Directions
Copy only this range: the line with "find industrial window" through the final line of the material, inclusive at both ends.

Dataset records
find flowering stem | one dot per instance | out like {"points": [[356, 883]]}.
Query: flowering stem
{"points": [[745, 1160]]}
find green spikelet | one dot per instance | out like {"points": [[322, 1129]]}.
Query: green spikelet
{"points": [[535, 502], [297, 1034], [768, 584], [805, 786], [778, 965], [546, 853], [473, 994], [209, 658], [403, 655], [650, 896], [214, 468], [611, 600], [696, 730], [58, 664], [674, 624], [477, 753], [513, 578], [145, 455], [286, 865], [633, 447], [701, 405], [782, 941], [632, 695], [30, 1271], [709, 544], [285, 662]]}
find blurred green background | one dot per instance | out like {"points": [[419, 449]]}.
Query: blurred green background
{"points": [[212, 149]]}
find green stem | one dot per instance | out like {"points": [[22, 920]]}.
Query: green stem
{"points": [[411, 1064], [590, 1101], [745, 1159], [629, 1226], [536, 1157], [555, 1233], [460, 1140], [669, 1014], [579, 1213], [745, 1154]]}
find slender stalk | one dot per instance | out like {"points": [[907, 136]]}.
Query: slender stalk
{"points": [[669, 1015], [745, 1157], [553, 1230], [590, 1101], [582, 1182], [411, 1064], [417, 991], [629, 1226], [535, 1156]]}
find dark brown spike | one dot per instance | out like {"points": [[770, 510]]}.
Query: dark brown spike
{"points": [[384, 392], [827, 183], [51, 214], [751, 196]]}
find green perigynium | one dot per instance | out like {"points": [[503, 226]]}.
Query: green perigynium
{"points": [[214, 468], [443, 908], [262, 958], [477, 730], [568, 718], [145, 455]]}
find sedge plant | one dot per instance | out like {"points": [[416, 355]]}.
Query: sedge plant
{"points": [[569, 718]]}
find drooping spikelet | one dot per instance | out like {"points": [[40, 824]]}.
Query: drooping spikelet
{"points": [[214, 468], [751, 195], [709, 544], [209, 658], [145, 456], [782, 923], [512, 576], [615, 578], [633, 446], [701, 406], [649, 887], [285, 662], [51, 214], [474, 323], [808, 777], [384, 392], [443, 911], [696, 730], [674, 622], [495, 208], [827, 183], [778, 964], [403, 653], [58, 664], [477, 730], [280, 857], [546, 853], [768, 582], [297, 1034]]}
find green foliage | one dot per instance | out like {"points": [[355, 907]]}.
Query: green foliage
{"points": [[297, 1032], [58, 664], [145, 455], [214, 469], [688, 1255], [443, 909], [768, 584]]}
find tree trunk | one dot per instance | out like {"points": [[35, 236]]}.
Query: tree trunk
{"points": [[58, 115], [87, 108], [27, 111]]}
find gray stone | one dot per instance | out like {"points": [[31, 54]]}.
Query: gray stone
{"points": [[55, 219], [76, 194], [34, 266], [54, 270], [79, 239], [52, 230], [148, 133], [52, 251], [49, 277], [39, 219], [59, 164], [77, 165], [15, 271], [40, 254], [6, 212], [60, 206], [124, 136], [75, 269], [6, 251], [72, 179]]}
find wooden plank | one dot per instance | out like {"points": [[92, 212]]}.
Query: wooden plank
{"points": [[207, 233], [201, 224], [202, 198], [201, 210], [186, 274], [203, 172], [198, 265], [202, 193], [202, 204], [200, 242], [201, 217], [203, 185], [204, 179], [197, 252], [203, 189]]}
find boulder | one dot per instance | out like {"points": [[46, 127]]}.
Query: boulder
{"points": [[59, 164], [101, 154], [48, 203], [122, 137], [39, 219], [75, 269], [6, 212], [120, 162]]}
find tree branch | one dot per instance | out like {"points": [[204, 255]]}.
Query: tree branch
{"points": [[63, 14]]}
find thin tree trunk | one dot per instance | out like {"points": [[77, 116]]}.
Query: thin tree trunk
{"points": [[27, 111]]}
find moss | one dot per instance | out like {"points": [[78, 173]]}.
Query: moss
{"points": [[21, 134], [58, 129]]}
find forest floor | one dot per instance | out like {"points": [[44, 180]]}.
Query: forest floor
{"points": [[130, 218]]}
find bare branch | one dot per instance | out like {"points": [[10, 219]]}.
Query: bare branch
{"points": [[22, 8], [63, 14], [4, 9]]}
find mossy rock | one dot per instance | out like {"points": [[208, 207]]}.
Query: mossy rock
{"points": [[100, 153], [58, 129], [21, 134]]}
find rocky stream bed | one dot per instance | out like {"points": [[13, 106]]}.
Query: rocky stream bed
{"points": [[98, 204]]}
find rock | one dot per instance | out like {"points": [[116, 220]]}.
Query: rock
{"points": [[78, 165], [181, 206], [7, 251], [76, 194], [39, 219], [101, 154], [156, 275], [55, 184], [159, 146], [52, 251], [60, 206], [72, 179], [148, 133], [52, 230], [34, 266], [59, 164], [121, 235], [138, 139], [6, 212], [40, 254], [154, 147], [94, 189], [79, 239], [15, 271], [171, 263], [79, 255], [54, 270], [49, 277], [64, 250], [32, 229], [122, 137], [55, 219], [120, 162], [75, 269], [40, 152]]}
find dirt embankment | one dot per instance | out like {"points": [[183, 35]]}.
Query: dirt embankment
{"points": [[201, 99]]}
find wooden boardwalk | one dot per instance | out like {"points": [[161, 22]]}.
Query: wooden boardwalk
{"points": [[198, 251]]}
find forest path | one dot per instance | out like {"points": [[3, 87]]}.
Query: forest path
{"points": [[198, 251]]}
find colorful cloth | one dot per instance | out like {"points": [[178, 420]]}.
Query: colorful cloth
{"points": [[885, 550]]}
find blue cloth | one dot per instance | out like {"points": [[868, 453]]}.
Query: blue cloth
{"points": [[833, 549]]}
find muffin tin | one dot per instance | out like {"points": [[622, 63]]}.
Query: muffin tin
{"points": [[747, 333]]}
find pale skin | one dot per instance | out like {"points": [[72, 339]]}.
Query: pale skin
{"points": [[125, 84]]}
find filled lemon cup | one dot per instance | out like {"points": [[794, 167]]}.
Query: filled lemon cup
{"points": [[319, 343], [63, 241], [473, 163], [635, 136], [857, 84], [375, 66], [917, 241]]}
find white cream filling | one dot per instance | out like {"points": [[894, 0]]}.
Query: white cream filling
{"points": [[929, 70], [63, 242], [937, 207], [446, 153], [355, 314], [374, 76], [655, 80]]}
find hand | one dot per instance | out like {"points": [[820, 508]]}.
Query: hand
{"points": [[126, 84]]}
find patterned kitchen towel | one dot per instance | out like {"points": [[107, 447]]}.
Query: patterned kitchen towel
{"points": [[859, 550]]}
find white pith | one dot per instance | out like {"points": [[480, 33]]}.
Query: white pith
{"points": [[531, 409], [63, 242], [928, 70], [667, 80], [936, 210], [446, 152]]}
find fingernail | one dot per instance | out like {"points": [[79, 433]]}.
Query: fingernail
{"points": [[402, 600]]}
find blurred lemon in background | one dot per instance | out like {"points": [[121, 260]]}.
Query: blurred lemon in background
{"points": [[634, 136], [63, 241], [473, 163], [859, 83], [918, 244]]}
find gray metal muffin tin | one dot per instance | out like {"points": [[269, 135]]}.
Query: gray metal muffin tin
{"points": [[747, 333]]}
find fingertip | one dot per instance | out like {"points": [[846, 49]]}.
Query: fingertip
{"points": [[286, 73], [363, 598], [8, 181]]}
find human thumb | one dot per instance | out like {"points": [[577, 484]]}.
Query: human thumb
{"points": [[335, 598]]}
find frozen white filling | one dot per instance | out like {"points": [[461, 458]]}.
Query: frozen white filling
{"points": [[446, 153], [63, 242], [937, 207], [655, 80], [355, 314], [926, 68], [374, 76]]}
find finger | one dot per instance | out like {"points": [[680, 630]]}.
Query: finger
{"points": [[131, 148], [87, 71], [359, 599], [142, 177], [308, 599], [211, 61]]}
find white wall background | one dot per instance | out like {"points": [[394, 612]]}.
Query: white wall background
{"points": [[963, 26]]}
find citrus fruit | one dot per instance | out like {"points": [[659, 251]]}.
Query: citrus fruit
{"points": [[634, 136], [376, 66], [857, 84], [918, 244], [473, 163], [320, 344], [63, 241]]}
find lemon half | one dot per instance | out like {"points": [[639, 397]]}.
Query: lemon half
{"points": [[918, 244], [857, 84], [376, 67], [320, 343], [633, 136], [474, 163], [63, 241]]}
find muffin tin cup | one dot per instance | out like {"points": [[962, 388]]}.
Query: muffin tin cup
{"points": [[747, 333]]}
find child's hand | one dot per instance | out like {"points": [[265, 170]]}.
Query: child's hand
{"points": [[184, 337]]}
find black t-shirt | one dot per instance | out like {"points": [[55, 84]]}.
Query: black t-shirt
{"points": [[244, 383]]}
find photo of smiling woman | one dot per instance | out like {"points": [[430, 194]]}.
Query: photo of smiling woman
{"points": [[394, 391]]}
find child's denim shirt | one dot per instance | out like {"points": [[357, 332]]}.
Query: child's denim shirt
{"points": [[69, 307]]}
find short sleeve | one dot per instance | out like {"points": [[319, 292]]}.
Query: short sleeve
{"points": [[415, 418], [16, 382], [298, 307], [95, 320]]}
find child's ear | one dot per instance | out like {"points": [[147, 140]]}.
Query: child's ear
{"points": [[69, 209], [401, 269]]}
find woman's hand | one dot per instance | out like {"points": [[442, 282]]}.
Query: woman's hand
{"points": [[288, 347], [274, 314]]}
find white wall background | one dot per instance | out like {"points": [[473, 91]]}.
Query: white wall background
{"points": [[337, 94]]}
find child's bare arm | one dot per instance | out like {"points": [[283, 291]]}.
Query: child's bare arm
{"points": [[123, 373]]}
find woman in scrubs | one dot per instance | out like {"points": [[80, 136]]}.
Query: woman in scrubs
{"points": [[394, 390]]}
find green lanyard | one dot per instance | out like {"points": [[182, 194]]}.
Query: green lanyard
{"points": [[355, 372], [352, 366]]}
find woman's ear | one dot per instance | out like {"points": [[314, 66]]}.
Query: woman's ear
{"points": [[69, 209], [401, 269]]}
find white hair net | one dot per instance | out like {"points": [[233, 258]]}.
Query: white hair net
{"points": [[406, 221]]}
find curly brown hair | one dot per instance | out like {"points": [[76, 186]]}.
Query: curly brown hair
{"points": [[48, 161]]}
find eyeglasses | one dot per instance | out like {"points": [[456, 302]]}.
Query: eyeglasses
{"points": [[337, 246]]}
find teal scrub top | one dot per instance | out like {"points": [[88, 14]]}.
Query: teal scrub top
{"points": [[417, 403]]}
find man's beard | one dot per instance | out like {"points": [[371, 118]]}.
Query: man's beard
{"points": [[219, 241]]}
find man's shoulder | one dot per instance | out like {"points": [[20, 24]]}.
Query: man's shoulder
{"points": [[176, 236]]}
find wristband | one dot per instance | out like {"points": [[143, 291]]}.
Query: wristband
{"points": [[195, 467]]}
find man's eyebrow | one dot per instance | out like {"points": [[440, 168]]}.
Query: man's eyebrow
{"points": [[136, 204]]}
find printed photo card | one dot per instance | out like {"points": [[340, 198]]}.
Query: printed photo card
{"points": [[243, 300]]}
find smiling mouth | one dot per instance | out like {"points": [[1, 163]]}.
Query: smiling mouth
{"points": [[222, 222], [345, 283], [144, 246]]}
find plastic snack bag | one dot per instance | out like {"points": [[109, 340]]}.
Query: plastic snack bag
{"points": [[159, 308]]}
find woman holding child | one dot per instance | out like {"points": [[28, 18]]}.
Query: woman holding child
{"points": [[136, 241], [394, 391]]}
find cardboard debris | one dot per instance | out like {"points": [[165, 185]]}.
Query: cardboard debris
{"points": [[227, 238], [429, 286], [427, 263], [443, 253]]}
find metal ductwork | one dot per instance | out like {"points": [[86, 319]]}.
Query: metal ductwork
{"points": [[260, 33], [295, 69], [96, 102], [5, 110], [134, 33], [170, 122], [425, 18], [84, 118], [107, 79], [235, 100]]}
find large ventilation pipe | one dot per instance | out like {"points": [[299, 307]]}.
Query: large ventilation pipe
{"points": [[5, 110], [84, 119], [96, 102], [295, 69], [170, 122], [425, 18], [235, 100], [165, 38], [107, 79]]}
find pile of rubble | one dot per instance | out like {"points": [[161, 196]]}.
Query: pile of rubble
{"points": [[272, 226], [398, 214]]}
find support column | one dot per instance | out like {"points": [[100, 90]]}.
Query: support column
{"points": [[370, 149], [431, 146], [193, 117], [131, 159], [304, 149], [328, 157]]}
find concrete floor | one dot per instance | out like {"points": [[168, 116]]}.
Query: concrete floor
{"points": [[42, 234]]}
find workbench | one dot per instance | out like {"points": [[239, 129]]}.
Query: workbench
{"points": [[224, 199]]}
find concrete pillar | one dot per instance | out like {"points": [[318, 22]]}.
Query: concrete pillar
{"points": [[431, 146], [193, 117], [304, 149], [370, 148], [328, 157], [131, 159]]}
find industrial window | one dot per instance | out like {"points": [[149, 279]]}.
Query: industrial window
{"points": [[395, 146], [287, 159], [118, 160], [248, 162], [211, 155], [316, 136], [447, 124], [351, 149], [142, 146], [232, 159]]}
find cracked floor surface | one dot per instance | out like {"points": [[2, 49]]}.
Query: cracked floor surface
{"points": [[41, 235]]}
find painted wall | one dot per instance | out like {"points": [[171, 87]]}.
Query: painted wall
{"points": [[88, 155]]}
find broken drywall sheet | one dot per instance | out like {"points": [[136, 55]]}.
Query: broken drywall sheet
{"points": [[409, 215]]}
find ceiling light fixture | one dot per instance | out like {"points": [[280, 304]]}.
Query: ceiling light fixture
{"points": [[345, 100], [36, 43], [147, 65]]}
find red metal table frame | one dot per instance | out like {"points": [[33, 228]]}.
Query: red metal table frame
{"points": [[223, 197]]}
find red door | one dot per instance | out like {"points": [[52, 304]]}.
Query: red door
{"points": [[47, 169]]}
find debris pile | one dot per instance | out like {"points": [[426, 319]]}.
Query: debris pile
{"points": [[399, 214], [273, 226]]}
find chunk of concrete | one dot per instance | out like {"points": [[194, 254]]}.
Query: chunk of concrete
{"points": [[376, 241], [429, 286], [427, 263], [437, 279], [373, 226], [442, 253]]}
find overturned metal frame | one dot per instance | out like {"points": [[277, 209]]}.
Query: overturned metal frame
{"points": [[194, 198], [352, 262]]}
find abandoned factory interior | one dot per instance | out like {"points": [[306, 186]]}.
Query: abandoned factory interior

Correct response
find industrial window | one dot per instance | out like {"points": [[149, 279]]}.
Query: industrial window
{"points": [[395, 146], [287, 159], [118, 160], [248, 162], [211, 155], [316, 136], [447, 124], [351, 149], [142, 146], [232, 159]]}
find cracked floor surface | one dot per instance | out like {"points": [[2, 49]]}.
Query: cracked floor surface
{"points": [[41, 235]]}
find painted wall | one dot per instance | out like {"points": [[171, 87]]}.
Query: painted wall
{"points": [[88, 155]]}
find broken drywall sheet | one dot per instance | out like {"points": [[136, 55]]}.
Query: broken drywall sheet
{"points": [[409, 215]]}
find ceiling light fixture | one dot per instance | out like {"points": [[280, 304]]}.
Query: ceiling light fixture
{"points": [[345, 100], [36, 43], [147, 65]]}
find red metal table frame | one dot per instance | out like {"points": [[33, 228]]}.
Query: red metal table frame
{"points": [[223, 197]]}
find red door | one dot per instance | out like {"points": [[52, 304]]}.
Query: red door
{"points": [[47, 169]]}
find debris pile | one dot per instance | out like {"points": [[426, 319]]}.
Query: debris pile
{"points": [[399, 214], [273, 226]]}
find chunk of concrete | one dot per instance | out like {"points": [[194, 254]]}.
Query: chunk of concrete
{"points": [[376, 241], [429, 286], [427, 263], [437, 279], [373, 226], [442, 253]]}
find overturned metal frame | one dot per instance | out like {"points": [[277, 209]]}.
Query: overturned metal frame
{"points": [[194, 198], [352, 262]]}
find abandoned factory interior | one dot per instance | out like {"points": [[306, 186]]}.
Query: abandoned factory interior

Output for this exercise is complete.